What you should do:
Each entry, in full: reproduce it exactly.

[[ Data to use, beginning ]]

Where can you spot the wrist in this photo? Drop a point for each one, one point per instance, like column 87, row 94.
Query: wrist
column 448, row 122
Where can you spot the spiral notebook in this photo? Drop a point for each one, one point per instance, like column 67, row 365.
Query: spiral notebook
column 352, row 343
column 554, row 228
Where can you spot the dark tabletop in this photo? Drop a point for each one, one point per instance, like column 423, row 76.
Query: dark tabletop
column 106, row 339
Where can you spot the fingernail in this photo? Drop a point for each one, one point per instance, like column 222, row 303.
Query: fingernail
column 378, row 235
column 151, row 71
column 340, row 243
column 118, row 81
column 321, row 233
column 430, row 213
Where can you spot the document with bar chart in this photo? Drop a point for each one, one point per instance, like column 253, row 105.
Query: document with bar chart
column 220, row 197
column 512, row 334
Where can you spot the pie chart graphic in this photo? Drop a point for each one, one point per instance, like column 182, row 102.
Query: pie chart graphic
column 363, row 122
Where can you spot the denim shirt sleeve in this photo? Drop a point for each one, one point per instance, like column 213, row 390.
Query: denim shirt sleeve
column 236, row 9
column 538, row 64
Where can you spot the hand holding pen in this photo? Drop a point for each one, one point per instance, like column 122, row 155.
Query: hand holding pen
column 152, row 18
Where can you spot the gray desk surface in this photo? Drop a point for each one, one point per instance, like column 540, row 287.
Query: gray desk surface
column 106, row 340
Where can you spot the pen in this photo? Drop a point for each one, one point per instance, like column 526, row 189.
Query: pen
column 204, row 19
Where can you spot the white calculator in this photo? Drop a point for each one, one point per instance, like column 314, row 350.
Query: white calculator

[[ Data to use, end ]]

Output for this exercise:
Where can you spot the wrist in this photo? Drop a point for each one, one point per instance, like column 87, row 94.
Query: wrist
column 448, row 122
Where can you spot the spiral notebook in this photo? Drop a point for each one, one point per instance, like column 67, row 365.
Query: spiral notebook
column 352, row 343
column 554, row 228
Where can you spot the dark tabletop in this photo? Drop a point for each one, one point per instance, like column 423, row 76.
Query: dark tabletop
column 106, row 339
Where can you spot the fingernail in this photo? Drop a point for each one, one point per instance, like column 222, row 303.
Query: fingernail
column 378, row 235
column 151, row 71
column 340, row 243
column 118, row 81
column 321, row 233
column 430, row 213
Where can you spot the document with bar chart in this photo? Drop a point for each one, one point per instance, like column 253, row 105.
Query: document with bar chart
column 220, row 197
column 512, row 334
Where can you spot the pie chart graphic in this photo? Drop a point for each one, one point per instance, like column 182, row 102.
Query: pie chart graphic
column 363, row 122
Where can you spot the denim shirt sleeve in this photo? Drop a point for each one, one point per instance, like column 213, row 390.
Query: denim shirt sleeve
column 236, row 9
column 538, row 64
Where can you spot the hand holding pen in this photo? Drop a point for each one, one point per instance, like column 122, row 155.
Query: hand holding pen
column 152, row 18
Where can you spot the gray desk surface in this photo? Drop a point for each one, one point per instance, like column 540, row 287.
Query: gray desk surface
column 106, row 340
Where can you spot the pen in this photo? Drop a point for each one, one point per instance, like column 526, row 189.
Query: pen
column 204, row 19
Where can you spot the white calculator in this photo? Drop a point for each one, one point per instance, like column 314, row 350.
Query: white calculator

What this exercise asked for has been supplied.